== Data section ==

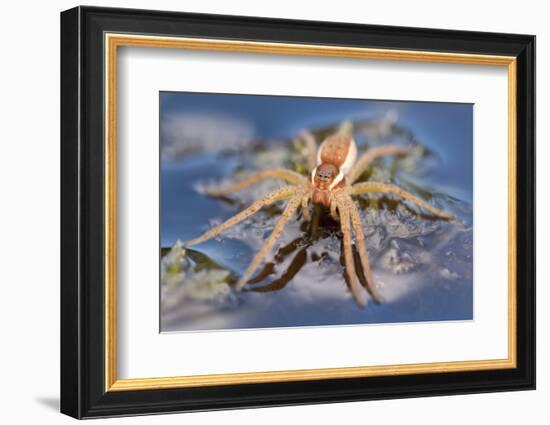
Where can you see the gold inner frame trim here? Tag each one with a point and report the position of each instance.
(113, 41)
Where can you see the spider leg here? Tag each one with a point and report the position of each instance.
(366, 159)
(289, 211)
(277, 195)
(287, 175)
(333, 206)
(343, 210)
(363, 255)
(375, 187)
(311, 147)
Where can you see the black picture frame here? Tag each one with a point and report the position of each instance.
(83, 392)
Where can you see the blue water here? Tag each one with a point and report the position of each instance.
(423, 267)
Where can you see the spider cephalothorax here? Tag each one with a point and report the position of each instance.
(334, 170)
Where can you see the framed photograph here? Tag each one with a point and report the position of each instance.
(261, 212)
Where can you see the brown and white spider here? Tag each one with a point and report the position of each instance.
(334, 171)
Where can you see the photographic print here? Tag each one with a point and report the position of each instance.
(281, 211)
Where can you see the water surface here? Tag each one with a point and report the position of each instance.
(422, 266)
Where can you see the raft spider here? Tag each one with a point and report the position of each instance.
(334, 169)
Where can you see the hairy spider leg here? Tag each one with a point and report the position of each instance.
(368, 157)
(305, 205)
(277, 195)
(361, 248)
(375, 187)
(287, 175)
(343, 210)
(289, 211)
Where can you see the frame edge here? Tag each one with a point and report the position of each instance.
(70, 349)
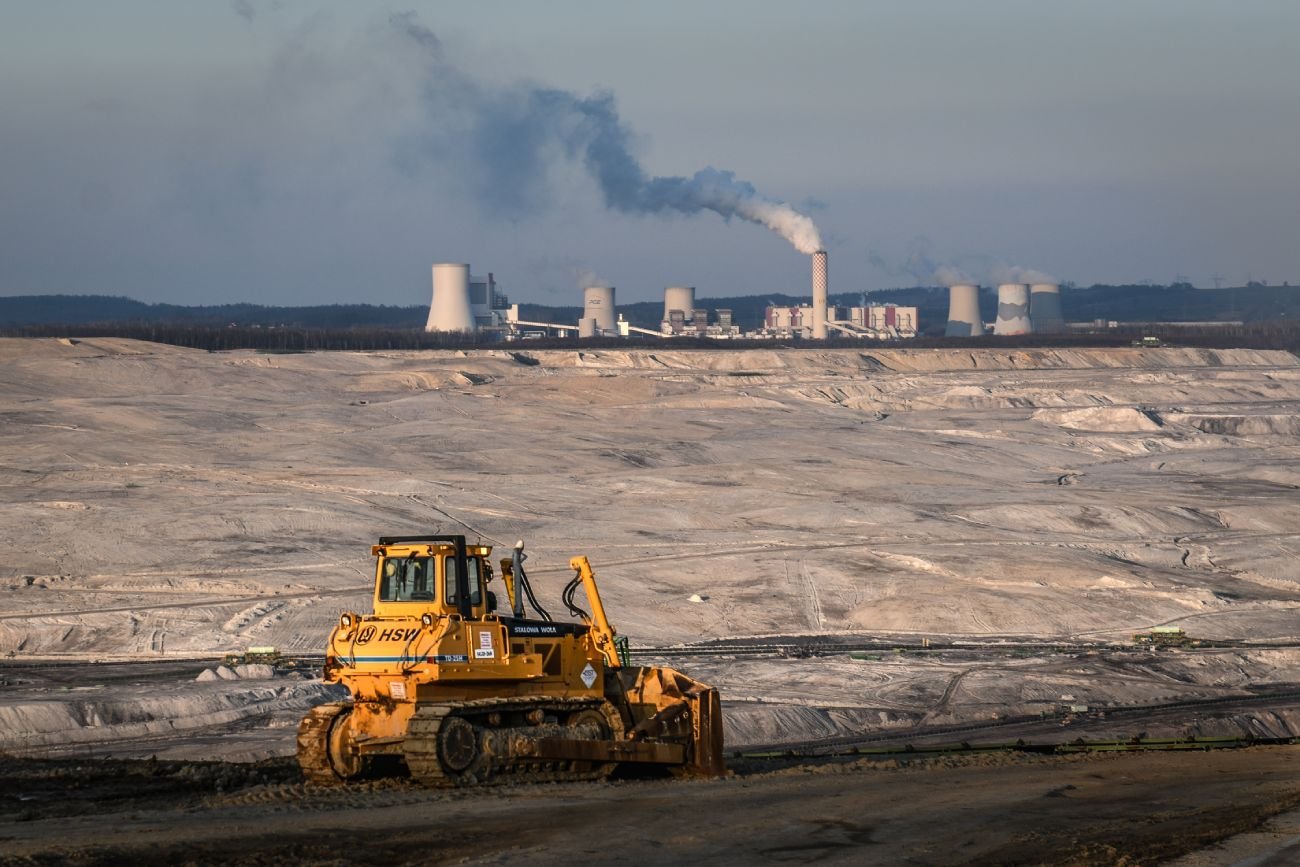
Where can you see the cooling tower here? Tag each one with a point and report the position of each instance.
(1013, 310)
(819, 295)
(450, 310)
(1045, 308)
(679, 298)
(963, 311)
(598, 304)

===

Can you arrange the records as a Markdown table with the columns Row and Line, beginning at the line that contains "Where can you see the water" and stopping after the last line of the records? Skip blank lines and leave the pictures out.

- Reply to the task:
| Row | Line |
|---|---|
| 1 | Where can you see the water surface here? Tag each one with a point and report the position of each instance. |
| 2 | (422, 266) |
| 3 | Where can you see the raft spider here? Tag each one with a point and report the position of each instance. |
| 4 | (334, 169) |
| 5 | Where can you see the hairy spider leg here? Tag each one with a point and report the position of each instance. |
| 6 | (368, 157) |
| 7 | (305, 205) |
| 8 | (277, 195) |
| 9 | (361, 248) |
| 10 | (375, 187) |
| 11 | (287, 175) |
| 12 | (343, 210) |
| 13 | (289, 211) |
| 14 | Where can you see the frame edge here? Tag each one with a point and report the position of each instance. |
| 15 | (70, 349) |
| 16 | Where can you see the cooling tower here? Tag each one with a point and report the position of each instance. |
| 17 | (1013, 310) |
| 18 | (819, 295) |
| 19 | (450, 310) |
| 20 | (1045, 308) |
| 21 | (679, 298) |
| 22 | (963, 311) |
| 23 | (598, 304) |